***** AVAILABLE DATA
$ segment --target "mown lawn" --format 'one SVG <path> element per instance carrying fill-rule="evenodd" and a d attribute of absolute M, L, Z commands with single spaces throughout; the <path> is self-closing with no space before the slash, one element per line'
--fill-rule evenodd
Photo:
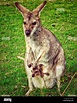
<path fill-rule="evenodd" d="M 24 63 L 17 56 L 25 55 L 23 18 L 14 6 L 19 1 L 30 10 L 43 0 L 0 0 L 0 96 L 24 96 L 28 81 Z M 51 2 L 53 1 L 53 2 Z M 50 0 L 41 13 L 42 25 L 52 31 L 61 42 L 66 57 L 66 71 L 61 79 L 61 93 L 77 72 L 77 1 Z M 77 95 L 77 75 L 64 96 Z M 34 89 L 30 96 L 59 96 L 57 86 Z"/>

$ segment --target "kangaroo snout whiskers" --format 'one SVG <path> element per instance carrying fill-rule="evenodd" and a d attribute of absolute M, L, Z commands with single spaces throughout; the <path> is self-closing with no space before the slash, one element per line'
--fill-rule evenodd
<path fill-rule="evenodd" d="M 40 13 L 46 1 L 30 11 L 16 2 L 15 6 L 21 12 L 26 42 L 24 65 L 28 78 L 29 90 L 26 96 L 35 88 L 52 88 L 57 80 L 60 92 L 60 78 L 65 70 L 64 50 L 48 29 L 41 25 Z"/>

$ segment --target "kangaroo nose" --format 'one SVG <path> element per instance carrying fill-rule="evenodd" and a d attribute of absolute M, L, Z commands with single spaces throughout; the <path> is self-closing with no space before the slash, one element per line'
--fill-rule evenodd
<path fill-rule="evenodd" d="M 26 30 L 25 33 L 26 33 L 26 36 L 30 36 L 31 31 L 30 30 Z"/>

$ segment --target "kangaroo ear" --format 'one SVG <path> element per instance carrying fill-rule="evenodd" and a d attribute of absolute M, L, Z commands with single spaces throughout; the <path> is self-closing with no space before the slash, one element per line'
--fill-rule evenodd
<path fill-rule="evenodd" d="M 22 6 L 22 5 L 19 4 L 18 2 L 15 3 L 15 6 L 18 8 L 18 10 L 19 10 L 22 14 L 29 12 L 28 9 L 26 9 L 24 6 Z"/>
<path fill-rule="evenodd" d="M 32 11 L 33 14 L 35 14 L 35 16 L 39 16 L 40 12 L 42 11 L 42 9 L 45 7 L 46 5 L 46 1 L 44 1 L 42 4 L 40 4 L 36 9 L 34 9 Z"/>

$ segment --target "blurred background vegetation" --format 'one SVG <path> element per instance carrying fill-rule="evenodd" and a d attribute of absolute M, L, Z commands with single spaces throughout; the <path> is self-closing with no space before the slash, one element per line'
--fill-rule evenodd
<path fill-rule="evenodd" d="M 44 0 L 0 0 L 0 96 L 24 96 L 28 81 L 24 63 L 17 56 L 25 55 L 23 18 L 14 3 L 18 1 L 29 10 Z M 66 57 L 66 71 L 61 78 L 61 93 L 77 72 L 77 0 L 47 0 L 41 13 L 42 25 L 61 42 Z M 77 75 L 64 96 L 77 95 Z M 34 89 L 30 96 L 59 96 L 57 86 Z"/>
**********
***** AVAILABLE DATA
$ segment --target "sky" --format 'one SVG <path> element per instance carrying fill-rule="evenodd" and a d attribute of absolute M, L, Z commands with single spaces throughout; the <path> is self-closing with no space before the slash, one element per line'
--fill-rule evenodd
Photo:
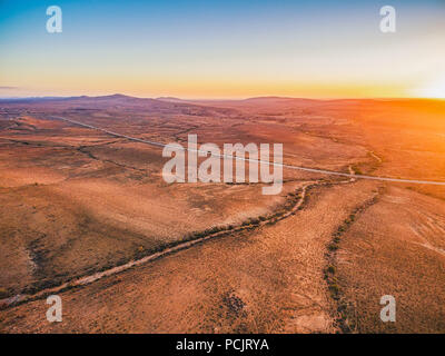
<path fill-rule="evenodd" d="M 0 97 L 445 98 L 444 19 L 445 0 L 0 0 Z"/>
**********
***** AVAILABLE DATA
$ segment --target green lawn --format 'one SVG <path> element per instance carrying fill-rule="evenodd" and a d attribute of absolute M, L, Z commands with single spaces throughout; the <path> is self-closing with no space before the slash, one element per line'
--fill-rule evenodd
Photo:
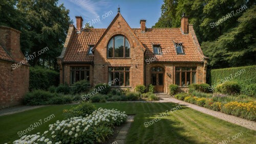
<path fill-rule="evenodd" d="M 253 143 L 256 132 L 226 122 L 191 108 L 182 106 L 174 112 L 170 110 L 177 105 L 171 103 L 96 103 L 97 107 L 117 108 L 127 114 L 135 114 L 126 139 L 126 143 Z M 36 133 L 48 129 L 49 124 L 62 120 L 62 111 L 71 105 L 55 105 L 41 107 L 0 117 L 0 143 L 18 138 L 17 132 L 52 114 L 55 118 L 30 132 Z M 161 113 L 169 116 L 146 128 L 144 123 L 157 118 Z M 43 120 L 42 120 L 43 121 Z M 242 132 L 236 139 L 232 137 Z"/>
**********
- REQUIREMENTS: Reproduce the material word for word, starting at the line that contains "segment --target green" and ending at the line that contains "253 143 L 256", with both of those lines included. Leave out the pictures.

- SOLUTION TO THIS EXERCISE:
$ segment --target green lawn --format 'one SVG <path> element per instance carrying fill-rule="evenodd" and a d attribute of absolute M, L, Z commands with single spaces throughout; the <path> is self-closing with no space before the slash, one element per line'
--fill-rule evenodd
Photo:
<path fill-rule="evenodd" d="M 253 143 L 256 132 L 226 122 L 191 108 L 182 106 L 174 112 L 170 110 L 177 105 L 171 103 L 96 103 L 97 107 L 117 108 L 127 114 L 135 114 L 126 139 L 126 143 Z M 36 133 L 48 129 L 49 124 L 62 120 L 62 111 L 71 105 L 55 105 L 41 107 L 0 117 L 0 143 L 18 138 L 17 132 L 52 114 L 55 118 L 30 132 Z M 161 113 L 169 116 L 146 128 L 144 123 L 157 118 Z M 43 120 L 42 120 L 43 121 Z M 242 132 L 236 139 L 232 137 Z"/>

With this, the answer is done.